**INSTRUCTIONS FOR THE TASK**
Beginning at the line containing "black jacket. Keep to one point per instance.", output every line to the end of the data below exactly as it appears.

**INPUT DATA**
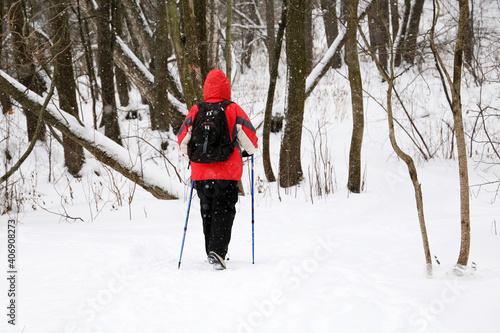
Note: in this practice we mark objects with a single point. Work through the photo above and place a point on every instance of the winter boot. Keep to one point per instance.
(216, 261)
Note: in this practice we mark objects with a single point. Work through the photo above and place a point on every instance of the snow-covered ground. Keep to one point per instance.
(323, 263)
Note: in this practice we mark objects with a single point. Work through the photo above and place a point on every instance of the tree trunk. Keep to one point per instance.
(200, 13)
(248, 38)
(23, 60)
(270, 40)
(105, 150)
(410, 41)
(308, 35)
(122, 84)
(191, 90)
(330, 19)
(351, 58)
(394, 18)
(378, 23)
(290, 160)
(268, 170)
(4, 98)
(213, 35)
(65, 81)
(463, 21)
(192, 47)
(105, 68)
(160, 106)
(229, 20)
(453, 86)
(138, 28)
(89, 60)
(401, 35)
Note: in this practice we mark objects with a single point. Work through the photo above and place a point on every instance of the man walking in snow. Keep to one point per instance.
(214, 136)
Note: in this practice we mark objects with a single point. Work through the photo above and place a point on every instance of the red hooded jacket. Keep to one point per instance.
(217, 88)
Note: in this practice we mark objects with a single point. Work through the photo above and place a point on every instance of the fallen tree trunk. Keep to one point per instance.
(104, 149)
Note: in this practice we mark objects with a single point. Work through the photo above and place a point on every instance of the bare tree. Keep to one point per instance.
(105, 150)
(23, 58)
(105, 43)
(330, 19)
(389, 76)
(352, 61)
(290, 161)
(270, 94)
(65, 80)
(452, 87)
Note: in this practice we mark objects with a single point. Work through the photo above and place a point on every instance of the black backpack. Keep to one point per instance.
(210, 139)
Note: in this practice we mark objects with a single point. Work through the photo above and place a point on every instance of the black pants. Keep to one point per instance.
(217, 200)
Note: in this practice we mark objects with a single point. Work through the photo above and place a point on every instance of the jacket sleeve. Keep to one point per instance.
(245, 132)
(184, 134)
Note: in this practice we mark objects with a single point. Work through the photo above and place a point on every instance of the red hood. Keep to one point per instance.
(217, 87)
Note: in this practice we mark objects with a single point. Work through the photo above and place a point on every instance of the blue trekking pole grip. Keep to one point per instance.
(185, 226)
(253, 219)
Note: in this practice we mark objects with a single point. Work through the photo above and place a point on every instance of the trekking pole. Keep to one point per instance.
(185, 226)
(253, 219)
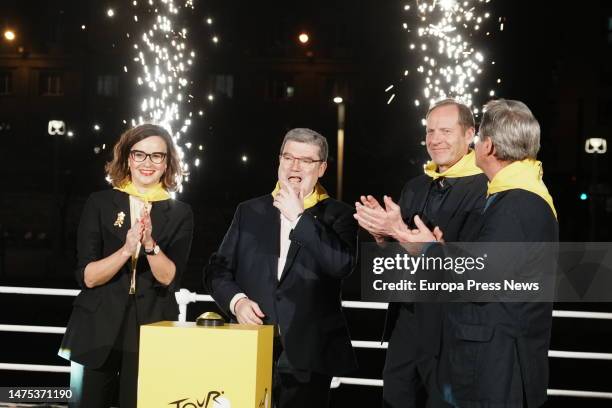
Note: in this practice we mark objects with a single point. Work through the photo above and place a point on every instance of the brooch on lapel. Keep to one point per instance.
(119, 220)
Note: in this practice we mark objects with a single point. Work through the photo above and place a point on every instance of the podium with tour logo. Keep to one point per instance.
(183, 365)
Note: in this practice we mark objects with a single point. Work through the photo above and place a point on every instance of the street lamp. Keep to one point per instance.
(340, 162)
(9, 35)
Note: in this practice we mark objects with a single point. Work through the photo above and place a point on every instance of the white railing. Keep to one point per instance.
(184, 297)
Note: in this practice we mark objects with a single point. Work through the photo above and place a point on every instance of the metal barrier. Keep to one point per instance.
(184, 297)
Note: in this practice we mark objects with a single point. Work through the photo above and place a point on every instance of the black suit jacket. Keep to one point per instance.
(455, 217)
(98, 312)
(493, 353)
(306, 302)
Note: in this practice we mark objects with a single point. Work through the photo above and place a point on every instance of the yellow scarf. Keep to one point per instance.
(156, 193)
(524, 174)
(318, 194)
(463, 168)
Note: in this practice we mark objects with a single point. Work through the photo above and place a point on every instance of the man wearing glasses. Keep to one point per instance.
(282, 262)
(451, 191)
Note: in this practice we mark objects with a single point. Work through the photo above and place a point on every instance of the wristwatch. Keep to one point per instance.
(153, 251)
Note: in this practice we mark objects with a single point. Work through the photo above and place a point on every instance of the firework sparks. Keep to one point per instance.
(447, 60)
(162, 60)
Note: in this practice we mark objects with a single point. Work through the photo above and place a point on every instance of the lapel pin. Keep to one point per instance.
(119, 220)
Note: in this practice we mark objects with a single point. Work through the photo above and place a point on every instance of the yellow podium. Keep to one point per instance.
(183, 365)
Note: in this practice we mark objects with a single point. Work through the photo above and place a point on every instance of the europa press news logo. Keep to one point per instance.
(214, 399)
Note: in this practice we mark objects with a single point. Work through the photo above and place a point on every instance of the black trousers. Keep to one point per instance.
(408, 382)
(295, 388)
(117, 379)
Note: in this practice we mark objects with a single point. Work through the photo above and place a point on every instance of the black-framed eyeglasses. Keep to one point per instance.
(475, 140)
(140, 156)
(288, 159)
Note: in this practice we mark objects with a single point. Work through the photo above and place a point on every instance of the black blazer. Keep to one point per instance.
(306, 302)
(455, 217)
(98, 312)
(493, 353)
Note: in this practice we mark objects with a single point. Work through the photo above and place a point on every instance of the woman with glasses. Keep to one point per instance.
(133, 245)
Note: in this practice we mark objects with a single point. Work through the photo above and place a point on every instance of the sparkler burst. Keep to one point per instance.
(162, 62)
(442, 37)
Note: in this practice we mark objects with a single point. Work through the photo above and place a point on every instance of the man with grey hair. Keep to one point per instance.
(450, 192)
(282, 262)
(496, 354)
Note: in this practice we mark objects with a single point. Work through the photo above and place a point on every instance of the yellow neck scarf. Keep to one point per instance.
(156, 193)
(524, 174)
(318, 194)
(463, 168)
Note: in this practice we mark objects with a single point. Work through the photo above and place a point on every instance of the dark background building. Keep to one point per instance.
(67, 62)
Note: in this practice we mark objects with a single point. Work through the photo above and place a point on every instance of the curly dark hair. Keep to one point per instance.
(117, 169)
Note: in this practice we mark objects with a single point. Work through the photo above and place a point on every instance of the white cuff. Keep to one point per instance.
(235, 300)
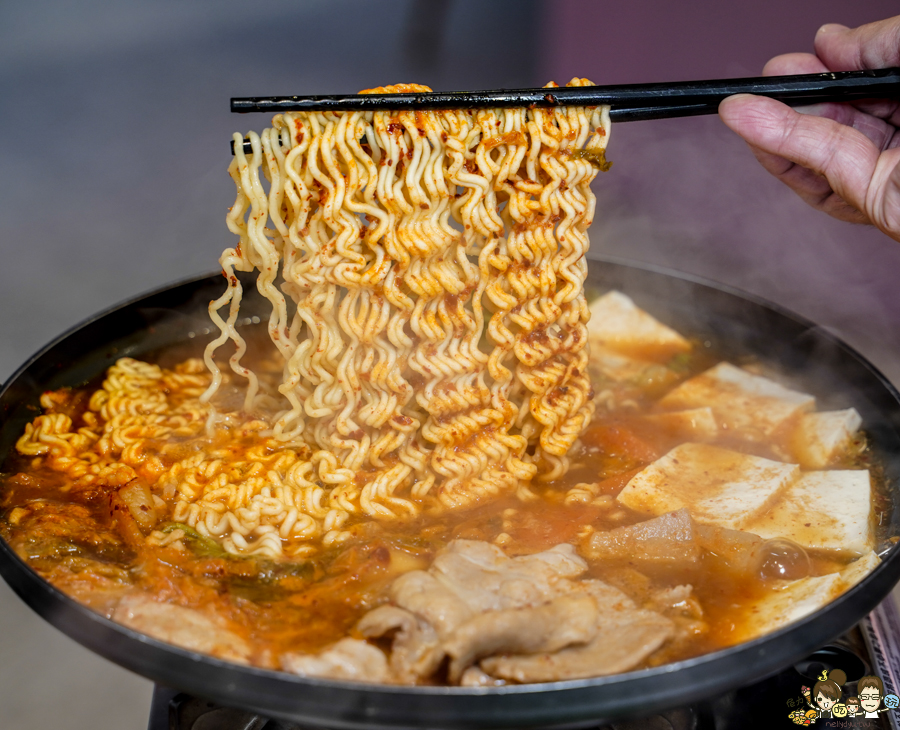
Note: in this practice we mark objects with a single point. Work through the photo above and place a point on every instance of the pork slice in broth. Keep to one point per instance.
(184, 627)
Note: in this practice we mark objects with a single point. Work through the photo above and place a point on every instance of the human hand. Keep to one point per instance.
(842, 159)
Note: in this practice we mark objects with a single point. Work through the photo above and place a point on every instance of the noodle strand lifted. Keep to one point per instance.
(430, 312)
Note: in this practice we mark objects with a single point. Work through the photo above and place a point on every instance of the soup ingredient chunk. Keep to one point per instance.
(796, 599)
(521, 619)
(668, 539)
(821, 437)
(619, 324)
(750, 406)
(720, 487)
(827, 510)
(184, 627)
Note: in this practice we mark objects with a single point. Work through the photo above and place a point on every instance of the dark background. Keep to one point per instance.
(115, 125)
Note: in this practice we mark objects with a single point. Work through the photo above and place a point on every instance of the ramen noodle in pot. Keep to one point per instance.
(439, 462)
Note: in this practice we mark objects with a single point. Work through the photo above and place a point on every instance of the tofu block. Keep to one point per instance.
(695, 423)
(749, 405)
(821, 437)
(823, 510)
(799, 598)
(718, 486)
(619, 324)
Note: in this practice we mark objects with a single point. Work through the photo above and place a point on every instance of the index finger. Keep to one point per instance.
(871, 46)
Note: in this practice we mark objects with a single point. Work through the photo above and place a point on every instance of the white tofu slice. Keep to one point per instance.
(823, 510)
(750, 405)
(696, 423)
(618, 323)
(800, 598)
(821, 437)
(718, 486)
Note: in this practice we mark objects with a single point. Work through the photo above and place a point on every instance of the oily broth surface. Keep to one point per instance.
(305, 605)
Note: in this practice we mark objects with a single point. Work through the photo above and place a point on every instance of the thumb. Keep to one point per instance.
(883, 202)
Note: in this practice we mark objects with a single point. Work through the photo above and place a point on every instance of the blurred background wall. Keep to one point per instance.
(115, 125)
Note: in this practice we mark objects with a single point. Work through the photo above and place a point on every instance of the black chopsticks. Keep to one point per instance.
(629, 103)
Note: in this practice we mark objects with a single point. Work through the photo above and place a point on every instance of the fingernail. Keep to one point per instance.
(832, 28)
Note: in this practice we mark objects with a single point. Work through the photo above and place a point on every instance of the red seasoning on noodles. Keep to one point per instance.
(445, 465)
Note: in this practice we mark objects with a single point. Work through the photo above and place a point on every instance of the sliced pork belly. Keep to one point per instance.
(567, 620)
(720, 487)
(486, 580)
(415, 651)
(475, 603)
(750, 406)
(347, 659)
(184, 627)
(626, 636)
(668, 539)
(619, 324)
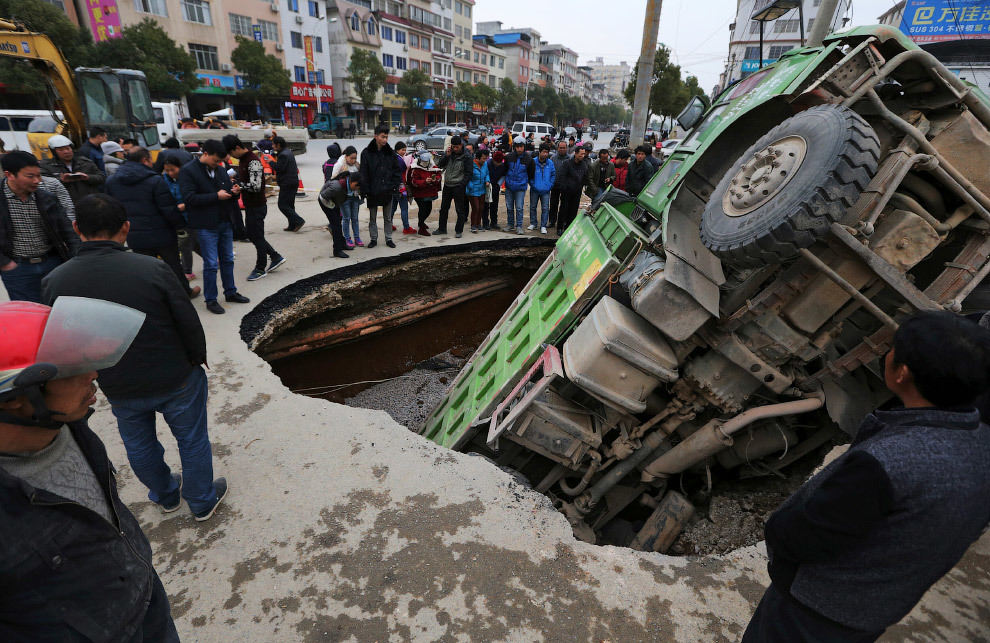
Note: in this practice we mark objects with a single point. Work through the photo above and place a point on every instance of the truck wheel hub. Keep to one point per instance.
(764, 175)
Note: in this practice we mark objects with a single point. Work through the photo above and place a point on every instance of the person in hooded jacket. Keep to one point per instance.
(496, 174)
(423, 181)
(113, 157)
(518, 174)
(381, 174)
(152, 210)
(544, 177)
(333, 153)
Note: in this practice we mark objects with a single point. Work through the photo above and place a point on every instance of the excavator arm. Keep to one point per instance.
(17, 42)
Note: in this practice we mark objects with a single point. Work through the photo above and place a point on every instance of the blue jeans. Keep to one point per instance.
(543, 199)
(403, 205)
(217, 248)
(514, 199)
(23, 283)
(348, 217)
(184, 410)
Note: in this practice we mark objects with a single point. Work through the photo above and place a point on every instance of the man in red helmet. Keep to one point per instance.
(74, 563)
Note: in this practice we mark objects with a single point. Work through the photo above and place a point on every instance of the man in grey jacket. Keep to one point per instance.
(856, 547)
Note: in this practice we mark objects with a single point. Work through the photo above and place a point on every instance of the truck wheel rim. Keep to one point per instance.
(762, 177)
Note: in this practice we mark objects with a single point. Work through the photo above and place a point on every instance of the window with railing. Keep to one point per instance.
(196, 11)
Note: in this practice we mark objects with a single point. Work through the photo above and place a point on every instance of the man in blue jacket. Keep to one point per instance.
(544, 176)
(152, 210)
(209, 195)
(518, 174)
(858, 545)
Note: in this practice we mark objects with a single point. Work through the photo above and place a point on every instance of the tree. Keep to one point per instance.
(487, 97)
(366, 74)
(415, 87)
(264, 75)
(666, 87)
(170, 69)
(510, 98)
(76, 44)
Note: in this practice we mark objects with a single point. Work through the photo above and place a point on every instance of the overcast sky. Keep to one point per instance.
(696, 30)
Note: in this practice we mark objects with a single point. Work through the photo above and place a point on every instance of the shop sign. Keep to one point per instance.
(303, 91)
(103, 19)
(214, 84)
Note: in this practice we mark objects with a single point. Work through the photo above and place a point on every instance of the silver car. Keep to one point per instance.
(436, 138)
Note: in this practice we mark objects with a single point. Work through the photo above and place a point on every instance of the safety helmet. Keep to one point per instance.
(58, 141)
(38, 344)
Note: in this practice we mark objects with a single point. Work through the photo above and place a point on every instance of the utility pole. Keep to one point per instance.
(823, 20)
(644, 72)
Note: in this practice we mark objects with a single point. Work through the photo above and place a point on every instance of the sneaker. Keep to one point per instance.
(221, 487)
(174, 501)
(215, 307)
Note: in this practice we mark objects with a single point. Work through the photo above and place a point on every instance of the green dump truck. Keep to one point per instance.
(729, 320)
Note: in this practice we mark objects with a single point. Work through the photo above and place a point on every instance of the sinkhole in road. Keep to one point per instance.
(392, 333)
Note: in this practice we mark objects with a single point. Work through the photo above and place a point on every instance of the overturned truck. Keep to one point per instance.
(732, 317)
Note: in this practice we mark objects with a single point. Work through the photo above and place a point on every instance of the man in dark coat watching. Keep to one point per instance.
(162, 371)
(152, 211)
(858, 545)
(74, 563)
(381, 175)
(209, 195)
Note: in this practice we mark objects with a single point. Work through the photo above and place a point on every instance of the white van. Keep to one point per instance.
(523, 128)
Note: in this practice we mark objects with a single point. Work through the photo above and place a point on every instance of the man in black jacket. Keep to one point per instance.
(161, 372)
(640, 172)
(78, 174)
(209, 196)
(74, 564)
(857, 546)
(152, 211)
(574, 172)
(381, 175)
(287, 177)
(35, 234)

**RESULT OF THIS TASK**
Note: in this practice we mark objects with a single point. Work through the photo above and place a point on every instance of the man in black jacket. Keep to one point per instance.
(161, 372)
(640, 172)
(78, 174)
(209, 196)
(74, 564)
(857, 546)
(152, 211)
(574, 172)
(381, 175)
(287, 177)
(35, 234)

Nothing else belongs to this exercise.